::: Material provided :::
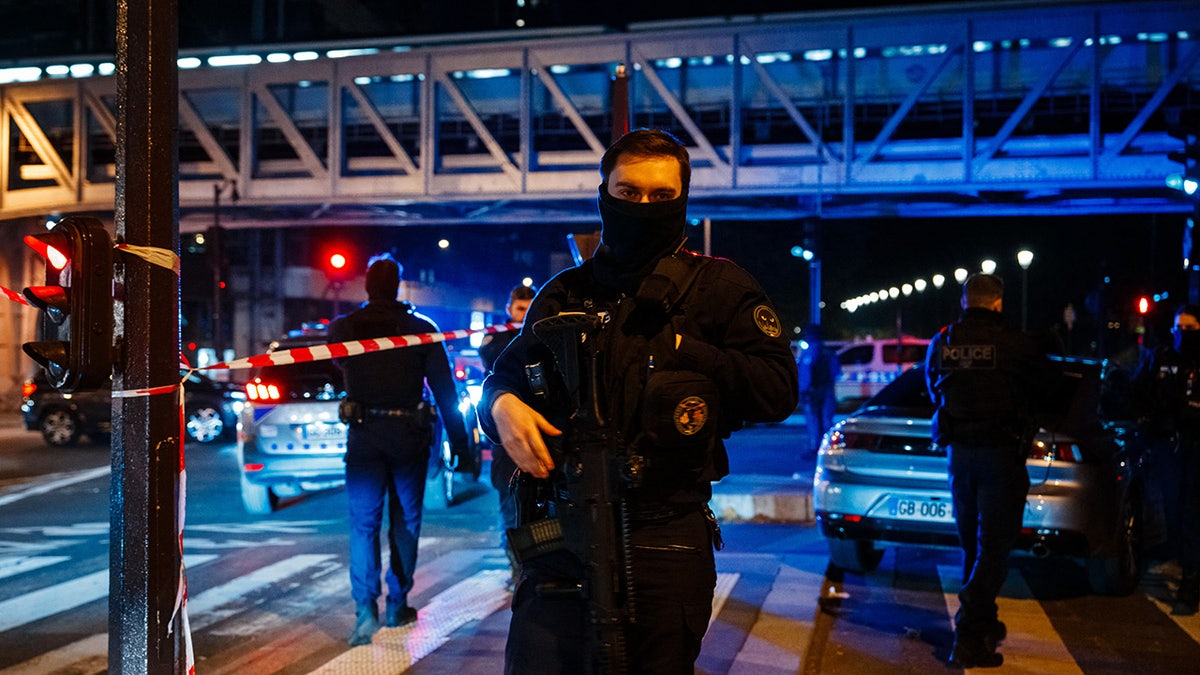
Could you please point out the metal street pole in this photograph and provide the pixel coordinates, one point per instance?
(1025, 299)
(815, 292)
(144, 632)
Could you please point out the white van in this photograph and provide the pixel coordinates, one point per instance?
(868, 365)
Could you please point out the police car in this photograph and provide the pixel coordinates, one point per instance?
(292, 441)
(880, 481)
(869, 365)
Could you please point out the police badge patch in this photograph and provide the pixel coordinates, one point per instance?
(690, 416)
(766, 320)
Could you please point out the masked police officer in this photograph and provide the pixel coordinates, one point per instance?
(388, 451)
(985, 378)
(689, 348)
(1167, 399)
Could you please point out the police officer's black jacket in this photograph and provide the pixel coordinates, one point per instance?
(395, 378)
(731, 335)
(1167, 393)
(987, 380)
(492, 347)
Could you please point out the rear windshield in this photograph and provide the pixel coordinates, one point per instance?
(310, 380)
(904, 353)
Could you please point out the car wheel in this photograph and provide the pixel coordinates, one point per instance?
(855, 555)
(1119, 574)
(204, 424)
(258, 500)
(59, 428)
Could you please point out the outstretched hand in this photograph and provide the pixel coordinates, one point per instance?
(521, 430)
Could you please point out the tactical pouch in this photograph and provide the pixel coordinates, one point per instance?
(681, 408)
(351, 412)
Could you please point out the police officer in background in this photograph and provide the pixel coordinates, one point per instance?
(503, 470)
(819, 371)
(985, 378)
(682, 329)
(1167, 400)
(388, 451)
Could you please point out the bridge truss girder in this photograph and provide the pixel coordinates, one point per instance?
(1018, 109)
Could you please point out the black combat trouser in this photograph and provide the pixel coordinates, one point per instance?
(675, 575)
(989, 487)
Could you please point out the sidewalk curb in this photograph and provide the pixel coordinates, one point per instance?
(763, 499)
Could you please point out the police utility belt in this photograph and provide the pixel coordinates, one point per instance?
(355, 412)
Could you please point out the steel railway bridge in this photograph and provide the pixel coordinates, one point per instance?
(1000, 109)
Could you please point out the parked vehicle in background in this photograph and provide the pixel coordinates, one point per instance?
(293, 442)
(869, 365)
(210, 411)
(881, 481)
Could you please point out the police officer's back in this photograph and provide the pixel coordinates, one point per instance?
(388, 448)
(985, 378)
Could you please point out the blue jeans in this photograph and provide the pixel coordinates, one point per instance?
(385, 459)
(989, 487)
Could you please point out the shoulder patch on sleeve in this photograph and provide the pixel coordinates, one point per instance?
(766, 320)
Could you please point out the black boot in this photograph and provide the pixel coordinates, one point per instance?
(366, 623)
(1187, 598)
(976, 651)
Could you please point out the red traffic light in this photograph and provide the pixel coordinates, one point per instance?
(75, 341)
(52, 246)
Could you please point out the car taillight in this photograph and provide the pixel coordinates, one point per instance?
(262, 392)
(1056, 452)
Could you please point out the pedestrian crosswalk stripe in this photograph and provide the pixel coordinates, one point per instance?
(725, 584)
(1032, 644)
(12, 567)
(61, 597)
(395, 650)
(204, 609)
(53, 482)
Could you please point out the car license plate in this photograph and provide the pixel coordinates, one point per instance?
(323, 430)
(935, 511)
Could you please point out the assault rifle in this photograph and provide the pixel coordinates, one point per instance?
(598, 473)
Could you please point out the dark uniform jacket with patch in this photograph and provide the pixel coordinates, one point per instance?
(731, 335)
(985, 378)
(396, 378)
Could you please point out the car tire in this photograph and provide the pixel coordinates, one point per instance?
(204, 424)
(1119, 574)
(258, 500)
(59, 428)
(855, 555)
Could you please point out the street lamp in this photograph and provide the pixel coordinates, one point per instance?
(1025, 258)
(810, 256)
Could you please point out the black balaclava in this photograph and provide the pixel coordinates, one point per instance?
(1187, 344)
(635, 236)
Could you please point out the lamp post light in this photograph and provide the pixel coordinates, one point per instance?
(810, 256)
(1025, 258)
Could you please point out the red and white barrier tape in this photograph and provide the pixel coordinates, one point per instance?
(353, 347)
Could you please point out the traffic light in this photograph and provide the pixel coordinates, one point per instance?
(76, 327)
(1185, 125)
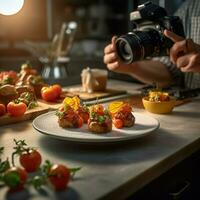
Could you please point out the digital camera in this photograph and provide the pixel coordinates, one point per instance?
(147, 38)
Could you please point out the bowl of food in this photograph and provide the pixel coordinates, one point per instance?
(158, 102)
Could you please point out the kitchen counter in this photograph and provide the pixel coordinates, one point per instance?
(114, 170)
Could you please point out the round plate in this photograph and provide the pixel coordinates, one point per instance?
(48, 124)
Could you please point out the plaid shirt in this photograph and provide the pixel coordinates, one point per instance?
(189, 12)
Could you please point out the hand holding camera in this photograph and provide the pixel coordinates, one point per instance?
(147, 38)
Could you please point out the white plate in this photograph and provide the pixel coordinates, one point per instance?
(48, 125)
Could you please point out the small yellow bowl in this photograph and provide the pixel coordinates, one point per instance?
(159, 107)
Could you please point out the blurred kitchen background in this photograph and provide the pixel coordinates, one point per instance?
(32, 34)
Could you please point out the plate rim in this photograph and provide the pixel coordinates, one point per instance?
(96, 140)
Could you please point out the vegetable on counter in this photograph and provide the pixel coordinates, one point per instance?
(47, 174)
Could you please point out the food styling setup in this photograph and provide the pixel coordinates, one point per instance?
(100, 139)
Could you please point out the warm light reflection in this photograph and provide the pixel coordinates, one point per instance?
(10, 7)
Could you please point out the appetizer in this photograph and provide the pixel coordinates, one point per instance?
(158, 96)
(72, 114)
(100, 120)
(68, 117)
(122, 115)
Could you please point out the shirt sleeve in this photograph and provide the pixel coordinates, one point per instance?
(176, 74)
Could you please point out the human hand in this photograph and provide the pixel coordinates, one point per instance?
(112, 60)
(184, 53)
:::
| Task statement |
Verbatim copy with pictures excluded: write out the records above in full.

| Your solution |
Could you please point out the metal street pole in this photograph and provide the pixel coordinates, one point per instance?
(1025, 299)
(815, 292)
(144, 632)
Could you please point out the white van in this photograph and provide the pixel coordinates, one point per instance?
(868, 365)
Could you please point out the police car in this photograph and provide the pixel coordinates, one point per instance?
(292, 441)
(880, 481)
(869, 365)
Could you please point out the police badge patch in this photograph and provide the pixel coordinates, one point per instance?
(690, 416)
(766, 320)
Could you please point out the masked police officer in this photograph and provide the pixel coordinates, one point per instance?
(388, 451)
(985, 378)
(689, 348)
(1167, 399)
Could you please point out the police officer's black jacket in this photograph and provide the pixel coordinates, one point per instance?
(395, 378)
(731, 335)
(1167, 393)
(987, 380)
(492, 347)
Could you please point out the rear windshield in this photograph and provide the pixel coordinates, one point per instance?
(310, 380)
(904, 353)
Could you please point out the car wheel in this photograph and provide the pixel coordinates, one point per instance?
(855, 555)
(1119, 574)
(204, 424)
(258, 500)
(59, 428)
Could you please point out the outstretched hand in this photograph and provide the pixel coordinates, one point per instance?
(521, 430)
Could you please point out the tactical pouch in this photograph and provide the pixel coordinates, one point per instance?
(681, 408)
(351, 412)
Could you please point out the police officer in background in this photograph and provide the pixel coordinates, one point per instance?
(503, 470)
(819, 371)
(985, 378)
(682, 329)
(1167, 400)
(388, 451)
Could you please point out the bridge truss girder in this photograph and provide the pixel coordinates, one point per instance?
(1018, 109)
Could you please point out the black combat trouser in this photograph and provide the pixel coordinates, one point per instance?
(675, 575)
(989, 487)
Could you please point out the sidewalk curb in this photograph and provide the pixel coordinates, one point per instance?
(763, 499)
Could you please point out the police utility belt in this photograph and provide the pixel coordinates, one point per instance?
(355, 412)
Could you please point out the steel railway bridge in this photograph and provide the pixel coordinates, one point per instance?
(1000, 109)
Could you please point out the parked vehicle in background in this photograph and provide the pixel coordinates, one point per instance?
(293, 442)
(869, 365)
(210, 411)
(881, 481)
Could you please point out the police officer's back in this photograph and provide the pixel coordinates, one point per instance?
(388, 448)
(985, 378)
Could you please point out the blue jeans in this photograph and provide the pixel coordinates, one point per instance?
(385, 459)
(989, 487)
Could you please point out the shoulder patch on sleeve in this photograph and provide the pixel coordinates, one point per instance?
(766, 320)
Could you please point out the black boot in this photograph and provide the pixel coordinates, one point per instance?
(366, 623)
(1187, 598)
(976, 651)
Could you please point out the red traffic light in this photograph and provide the pixel coordinates, one point per instance?
(75, 341)
(52, 246)
Could you please point out the car taillight in this photograph and provide the pixel coordinates, one point per instance?
(262, 392)
(1056, 452)
Could you please point out the pedestrian crosswalk stripe in this photograph and provide the pixel coordinates, one point per instance?
(725, 584)
(1032, 644)
(12, 567)
(61, 597)
(395, 650)
(204, 609)
(53, 482)
Could you please point out the car license plate in this photograph and provide the pixel coordinates, one point per instance?
(323, 430)
(935, 511)
Could you please point out the assault rifle in this photograph and provide the pixel coordinates, one point per instance?
(598, 473)
Could you please point out the dark uniform jacket with patch in this photograph and provide the pixel coordinates, one point per instance?
(731, 335)
(985, 378)
(396, 378)
Could you please point out the car tire in this photograph and provide the pixel coordinates, one point per instance?
(204, 424)
(1119, 574)
(258, 500)
(59, 428)
(855, 555)
Could you please point out the street lamp in this photograph and provide the pixel coordinates, one point per instance?
(1025, 258)
(810, 256)
Could you please point out the black balaclava in this photograph and provide the pixel coordinates, one point per instance?
(1187, 344)
(635, 236)
Could you please point out the lamp post light in this photograph and provide the pixel coordinates, one point per instance?
(810, 256)
(1025, 258)
Could you please point out the red and white barrier tape in this photograph and provide the pixel coordinates, one point per instance?
(353, 347)
Could you please point out the traffic light in this photograph and provide the pixel coordinates, one point per instance?
(76, 327)
(1185, 125)
Could you please point out the digital camera in this photograph and provide the pixel coordinates, one point per instance?
(147, 38)
Could you please point out the bowl of food in this photograph and provide the pixel coordinates, one point per instance?
(158, 102)
Could you please point out the kitchen counter in this photograph and provide the pixel coordinates, one point per instance?
(114, 170)
Could you please point out the round plate in this photograph and provide the pixel coordinates, one point per instance?
(48, 124)
Could you please point out the plaid shirt in this photograph and provide the pixel coordinates, one point per instance?
(189, 12)
Could you please point out the hand holding camera in this photograph and provide the pixel coordinates, one point per instance?
(147, 38)
Could you please point out the white plate in this photograph and provide the pixel coordinates, one point per instance?
(48, 125)
Could you please point out the small yellow bowl in this photograph and provide the pixel coordinates, one point per instance?
(159, 107)
Could you please point out the blurred kitchen background in this photograph and provide the pixel coordinates, one point per instance?
(32, 34)
Could you please point out the plate rim in this photograph and provide the pixel coordinates, one point per instance?
(96, 140)
Could you please point out the vegetable on counter in this photograph and provide the pixel coordinates, one point per instance?
(47, 174)
Could you please point out the food styling setup in this photograph and provide the pixel coordinates, one point per instance?
(100, 139)
Could you please point out the warm light reflection in this photograph and provide the pixel coordinates, one point per instance?
(10, 7)
Could you please point out the appetizer in this photograph and provide the pixel coordinates, one point per instance?
(158, 96)
(72, 114)
(100, 120)
(68, 117)
(122, 115)
Could you please point out the shirt sleeve in this photograph and provide the pixel coordinates, one point per instance?
(176, 74)
Could you please point out the human hand in this photograph and provide the pixel coordinates, one point per instance?
(112, 60)
(184, 53)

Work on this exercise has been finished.